» Requirement A:
Answer these questions using the passage on affirmative action lawsuits:
(i) In which two years were the earlier Jackson Education Assn. v. Board of Education cases litigated?
(ii) Which court struck down the Dallas fire department's affirmative action plan?
(iii) What two key elements of a validated affirmative action plan does the passage name?

» Provided passage:

-*-*-

The financial burden associated with discrimination lawsuits forced employers to implement remedial plans (affirmative action plans), out of fear of noncompliance of TitleVII that ultimately have had the same adverse effects on social equity, yet in a different context.

In Wygant v. Jackson Board of Education, (476 U.S. 293)(1981) the Supreme Court took into account the harmful effects suffered by whites from government policies designed to serve the permissible purpose of redressing the continuing effects of past racial discrimination are constitutionally significant inequities that can be justified only by “compelling” state interests. (Chang 1)

This case dealt with layoff procedures in a public school system during the height of affirmative action. An important aspect of this case was that there had been prior racial discrimination lawsuits litigated in 1976 and again in 1979, Jackson Education Assn. v. Board of Education (Jackson I and Jackson II, respectively). The Board of Education relied upon these cases as proof of past misconduct and racial discrimination in order to validate their current remedial attempts. Nonetheless, the court decided that ultimately, two wrongs do not make a right.

The layoff policy was as such that tenured nonminority faculty members were being laid off while minority faculty members (some of whom were still classified in a probationary status) were retained in order to fulfill remedial requirements. The court found that this policy was in violation of the Equal Protection Clause because the classification for layoff purposes was based solely on race. Specifically, white teachers with seniority had been laid off in order to retain black teachers simply because of their race.

The resulting effect was an increased awareness of the “strict scrutiny” standard as it relates to the constitutionality of affirmative action plans. Validation of these plans has become crucial with respect to all aspects of employment, especially hiring, promotion, and terminations. Statistical analysis proving under representation in the workplace and a documented history of the disparate treatment of a protected class are the key elements of a validated affirmative action plan. Without these key components, an affirmative action plan can be ruled in violation of the Equal Protection Clause (as has been demonstrated by this case and many others, especially in police and fire positions) and ultimately unconstitutional, which opens all employers (public especially) to a wide array of lawsuits.

In Dallas, TX, the fifth circuit struck down the city’s affirmative action plan for the fire department when white and Native American male firefighters sued for being passed over for promotions.

The affirmative action plan called for promoting back, Hispanic, and female firefighters ahead of those others who had scored higher on examinations. The only evidence of racial discrimination to justify the affirmative action plan was a 1976 consent decree between the city and the U.S. Justice Department and a statistical analysis showing that minorities had been underrepresented in higher ranks. Given the minimal evidence of discrimination, the court held the plan to be invalid. (Champagne 1)

-*-*-

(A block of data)

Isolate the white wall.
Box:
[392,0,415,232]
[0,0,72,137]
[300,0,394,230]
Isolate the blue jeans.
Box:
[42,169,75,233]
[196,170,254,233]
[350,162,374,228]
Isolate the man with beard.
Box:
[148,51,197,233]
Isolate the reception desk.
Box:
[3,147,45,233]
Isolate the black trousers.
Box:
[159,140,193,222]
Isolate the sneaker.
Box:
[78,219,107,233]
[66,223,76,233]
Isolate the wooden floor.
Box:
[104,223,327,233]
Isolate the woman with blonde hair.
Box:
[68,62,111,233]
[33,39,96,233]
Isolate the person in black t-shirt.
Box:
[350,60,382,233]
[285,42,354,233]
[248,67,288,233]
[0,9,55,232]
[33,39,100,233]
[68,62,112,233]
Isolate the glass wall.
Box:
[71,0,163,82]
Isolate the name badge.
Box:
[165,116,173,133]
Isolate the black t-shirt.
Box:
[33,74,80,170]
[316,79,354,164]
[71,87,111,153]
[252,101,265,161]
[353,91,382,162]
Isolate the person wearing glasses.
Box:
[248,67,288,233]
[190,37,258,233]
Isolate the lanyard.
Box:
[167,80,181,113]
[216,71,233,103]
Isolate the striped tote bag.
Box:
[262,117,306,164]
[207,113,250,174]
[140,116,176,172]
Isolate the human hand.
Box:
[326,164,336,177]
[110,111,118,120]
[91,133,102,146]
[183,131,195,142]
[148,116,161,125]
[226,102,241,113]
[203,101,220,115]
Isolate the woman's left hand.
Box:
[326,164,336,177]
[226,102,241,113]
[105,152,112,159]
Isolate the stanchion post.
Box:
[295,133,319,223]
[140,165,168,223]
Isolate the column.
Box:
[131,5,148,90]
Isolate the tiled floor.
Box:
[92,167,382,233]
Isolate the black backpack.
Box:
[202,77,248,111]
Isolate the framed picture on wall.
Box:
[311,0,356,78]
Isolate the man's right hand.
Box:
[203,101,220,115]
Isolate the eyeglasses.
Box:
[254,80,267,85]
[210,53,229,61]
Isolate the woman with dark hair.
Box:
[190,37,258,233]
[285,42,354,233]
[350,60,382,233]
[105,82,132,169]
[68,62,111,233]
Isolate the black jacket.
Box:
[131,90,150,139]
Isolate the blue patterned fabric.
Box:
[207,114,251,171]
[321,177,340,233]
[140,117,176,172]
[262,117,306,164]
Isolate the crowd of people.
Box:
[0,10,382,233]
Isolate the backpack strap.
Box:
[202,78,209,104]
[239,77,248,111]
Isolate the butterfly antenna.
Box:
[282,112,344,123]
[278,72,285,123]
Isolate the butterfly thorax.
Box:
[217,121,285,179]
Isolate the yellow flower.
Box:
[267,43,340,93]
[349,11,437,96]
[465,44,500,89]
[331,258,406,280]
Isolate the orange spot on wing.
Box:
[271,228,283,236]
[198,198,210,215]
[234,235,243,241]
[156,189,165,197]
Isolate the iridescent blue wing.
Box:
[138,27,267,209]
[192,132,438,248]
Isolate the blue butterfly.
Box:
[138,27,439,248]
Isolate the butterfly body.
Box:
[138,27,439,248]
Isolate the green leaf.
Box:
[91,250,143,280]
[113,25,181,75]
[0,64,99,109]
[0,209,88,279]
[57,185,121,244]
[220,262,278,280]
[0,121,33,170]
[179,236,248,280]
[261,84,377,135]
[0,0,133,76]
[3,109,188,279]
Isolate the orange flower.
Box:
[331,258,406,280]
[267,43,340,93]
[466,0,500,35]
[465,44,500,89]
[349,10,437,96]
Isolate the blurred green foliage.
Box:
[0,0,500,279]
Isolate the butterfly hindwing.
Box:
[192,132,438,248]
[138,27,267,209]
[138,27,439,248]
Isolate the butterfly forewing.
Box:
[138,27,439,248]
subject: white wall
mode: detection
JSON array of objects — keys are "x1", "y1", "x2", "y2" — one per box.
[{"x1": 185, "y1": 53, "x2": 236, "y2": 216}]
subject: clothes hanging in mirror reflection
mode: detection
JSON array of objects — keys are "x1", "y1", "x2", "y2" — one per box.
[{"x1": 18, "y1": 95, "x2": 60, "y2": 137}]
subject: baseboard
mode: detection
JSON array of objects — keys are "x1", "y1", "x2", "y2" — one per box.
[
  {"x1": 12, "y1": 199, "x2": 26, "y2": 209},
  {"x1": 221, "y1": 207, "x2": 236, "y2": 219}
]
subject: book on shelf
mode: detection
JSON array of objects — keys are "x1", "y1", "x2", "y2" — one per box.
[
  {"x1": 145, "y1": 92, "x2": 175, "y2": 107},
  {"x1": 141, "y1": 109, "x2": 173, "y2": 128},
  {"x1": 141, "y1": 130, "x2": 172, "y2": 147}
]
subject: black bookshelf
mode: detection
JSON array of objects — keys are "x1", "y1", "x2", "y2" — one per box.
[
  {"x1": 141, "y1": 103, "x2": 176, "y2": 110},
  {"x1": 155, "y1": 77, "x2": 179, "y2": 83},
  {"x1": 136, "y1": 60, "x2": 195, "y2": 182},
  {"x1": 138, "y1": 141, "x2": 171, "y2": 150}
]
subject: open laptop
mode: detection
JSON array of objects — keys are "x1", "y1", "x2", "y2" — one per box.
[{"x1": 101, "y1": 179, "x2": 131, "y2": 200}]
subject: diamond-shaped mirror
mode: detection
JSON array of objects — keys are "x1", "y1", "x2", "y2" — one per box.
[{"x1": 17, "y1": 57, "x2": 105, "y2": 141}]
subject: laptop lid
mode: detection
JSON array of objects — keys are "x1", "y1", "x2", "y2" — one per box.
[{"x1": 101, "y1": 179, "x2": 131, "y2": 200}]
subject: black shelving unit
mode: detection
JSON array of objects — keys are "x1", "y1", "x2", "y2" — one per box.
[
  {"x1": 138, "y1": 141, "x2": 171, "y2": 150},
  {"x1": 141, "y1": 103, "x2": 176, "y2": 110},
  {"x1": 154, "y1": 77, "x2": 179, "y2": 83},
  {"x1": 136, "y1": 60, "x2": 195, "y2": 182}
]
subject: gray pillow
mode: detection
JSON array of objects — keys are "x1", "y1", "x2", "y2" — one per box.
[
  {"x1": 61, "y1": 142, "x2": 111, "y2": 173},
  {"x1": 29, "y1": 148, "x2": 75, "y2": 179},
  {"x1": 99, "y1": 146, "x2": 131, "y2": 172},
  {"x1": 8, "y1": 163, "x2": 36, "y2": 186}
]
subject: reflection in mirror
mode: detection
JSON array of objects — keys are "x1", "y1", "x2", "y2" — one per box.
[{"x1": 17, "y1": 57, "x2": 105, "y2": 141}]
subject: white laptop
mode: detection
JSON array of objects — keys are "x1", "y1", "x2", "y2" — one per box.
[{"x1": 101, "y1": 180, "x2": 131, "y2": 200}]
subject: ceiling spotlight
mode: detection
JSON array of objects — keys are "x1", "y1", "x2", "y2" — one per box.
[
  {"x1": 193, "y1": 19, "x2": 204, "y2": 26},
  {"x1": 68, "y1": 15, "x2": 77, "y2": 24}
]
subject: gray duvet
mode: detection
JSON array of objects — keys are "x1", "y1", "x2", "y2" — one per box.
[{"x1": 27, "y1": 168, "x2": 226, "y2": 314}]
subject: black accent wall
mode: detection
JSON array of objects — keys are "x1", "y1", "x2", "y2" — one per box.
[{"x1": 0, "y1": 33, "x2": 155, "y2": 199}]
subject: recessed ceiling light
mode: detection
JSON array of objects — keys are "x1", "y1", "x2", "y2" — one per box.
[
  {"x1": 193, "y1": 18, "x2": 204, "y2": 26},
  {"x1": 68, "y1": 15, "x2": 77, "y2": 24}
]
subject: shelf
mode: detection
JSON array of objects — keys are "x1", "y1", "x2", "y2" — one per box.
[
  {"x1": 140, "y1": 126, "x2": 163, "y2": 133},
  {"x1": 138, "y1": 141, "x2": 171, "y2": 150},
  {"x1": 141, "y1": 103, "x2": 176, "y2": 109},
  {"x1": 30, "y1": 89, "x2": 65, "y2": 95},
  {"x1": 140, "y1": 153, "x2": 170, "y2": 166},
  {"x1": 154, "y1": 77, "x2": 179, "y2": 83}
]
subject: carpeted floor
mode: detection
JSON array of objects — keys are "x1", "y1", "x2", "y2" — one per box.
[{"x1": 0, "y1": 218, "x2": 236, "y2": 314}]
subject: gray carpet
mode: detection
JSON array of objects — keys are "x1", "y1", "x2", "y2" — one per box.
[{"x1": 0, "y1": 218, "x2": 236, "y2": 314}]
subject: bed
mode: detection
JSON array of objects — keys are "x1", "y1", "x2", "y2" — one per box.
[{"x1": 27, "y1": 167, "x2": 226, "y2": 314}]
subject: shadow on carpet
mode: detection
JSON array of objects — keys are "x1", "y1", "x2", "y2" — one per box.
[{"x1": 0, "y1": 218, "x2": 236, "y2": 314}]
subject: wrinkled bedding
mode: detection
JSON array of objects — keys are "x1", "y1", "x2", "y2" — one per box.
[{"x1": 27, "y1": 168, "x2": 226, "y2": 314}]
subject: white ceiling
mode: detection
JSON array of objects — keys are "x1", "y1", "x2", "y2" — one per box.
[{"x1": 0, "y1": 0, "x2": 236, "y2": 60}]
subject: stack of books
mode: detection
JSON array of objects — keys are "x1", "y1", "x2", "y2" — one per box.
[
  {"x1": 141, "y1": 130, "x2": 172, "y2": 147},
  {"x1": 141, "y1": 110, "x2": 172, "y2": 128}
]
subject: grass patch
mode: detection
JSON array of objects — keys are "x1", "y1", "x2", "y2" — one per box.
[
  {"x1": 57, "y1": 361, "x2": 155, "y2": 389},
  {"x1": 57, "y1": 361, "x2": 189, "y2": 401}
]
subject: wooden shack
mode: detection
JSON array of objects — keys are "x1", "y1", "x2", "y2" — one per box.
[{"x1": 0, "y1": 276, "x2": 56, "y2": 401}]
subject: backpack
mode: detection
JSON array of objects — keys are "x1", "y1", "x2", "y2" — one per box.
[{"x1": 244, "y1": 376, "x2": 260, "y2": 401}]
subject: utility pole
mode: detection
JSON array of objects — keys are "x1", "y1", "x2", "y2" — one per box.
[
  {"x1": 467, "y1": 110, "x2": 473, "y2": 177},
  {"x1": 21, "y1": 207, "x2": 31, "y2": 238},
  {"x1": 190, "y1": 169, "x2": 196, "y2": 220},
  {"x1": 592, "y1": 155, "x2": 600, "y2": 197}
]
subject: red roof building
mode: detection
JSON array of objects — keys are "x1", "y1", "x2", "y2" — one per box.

-*-*-

» Requirement B:
Reproduce word for word the part of the records that opens with their first line and closes with the line containing "[210,53,229,61]".

» Correct response A:
(i) 1976 and 1979.
(ii) The fifth circuit.
(iii) A statistical analysis proving underrepresentation in the workplace, and a documented history of the disparate treatment of a protected class.

» Correct response B:
Isolate the white wall.
Box:
[392,0,415,232]
[0,0,72,137]
[300,0,394,230]
Isolate the blue jeans.
Box:
[42,169,75,233]
[196,170,254,233]
[350,162,374,228]
Isolate the man with beard.
Box:
[148,51,197,233]
Isolate the reception desk.
Box:
[3,147,45,233]
Isolate the black trousers.
Box:
[159,140,193,222]
Isolate the sneaker.
Box:
[78,219,107,233]
[66,223,76,233]
Isolate the wooden floor.
Box:
[104,223,327,233]
Isolate the woman with blonde hair.
Box:
[68,62,111,233]
[33,39,96,233]
Isolate the person in black t-shirt.
Box:
[350,60,382,233]
[285,42,354,233]
[248,67,288,233]
[0,9,55,232]
[33,39,100,233]
[68,62,112,233]
Isolate the glass wall.
Box:
[71,0,163,82]
Isolate the name badge.
Box:
[165,116,173,133]
Isolate the black t-shirt.
Box:
[33,74,80,170]
[316,79,354,164]
[71,87,111,153]
[252,101,265,161]
[353,91,382,162]
Isolate the person wearing glasses.
Box:
[248,67,288,233]
[190,37,258,233]
Isolate the lanyard.
Box:
[167,80,181,113]
[216,71,233,103]
Isolate the striped tote bag.
Box:
[262,117,306,164]
[207,113,250,174]
[140,116,176,172]
Isolate the human hand.
Box:
[326,164,336,177]
[110,111,118,120]
[91,133,102,146]
[183,131,195,142]
[148,116,161,125]
[226,102,241,113]
[203,101,220,115]
Isolate the woman's left hand.
Box:
[326,164,336,177]
[226,102,241,113]
[105,152,112,159]
Isolate the stanchion post.
Box:
[295,133,319,223]
[140,165,168,223]
Isolate the column.
Box:
[131,5,148,90]
Isolate the tiled floor.
Box:
[92,167,382,233]
Isolate the black backpack.
Box:
[202,77,248,111]
Isolate the framed picture on wall.
Box:
[311,0,356,78]
Isolate the man's right hand.
Box:
[203,101,220,115]
Isolate the eyeglasses.
Box:
[254,80,267,85]
[210,53,229,61]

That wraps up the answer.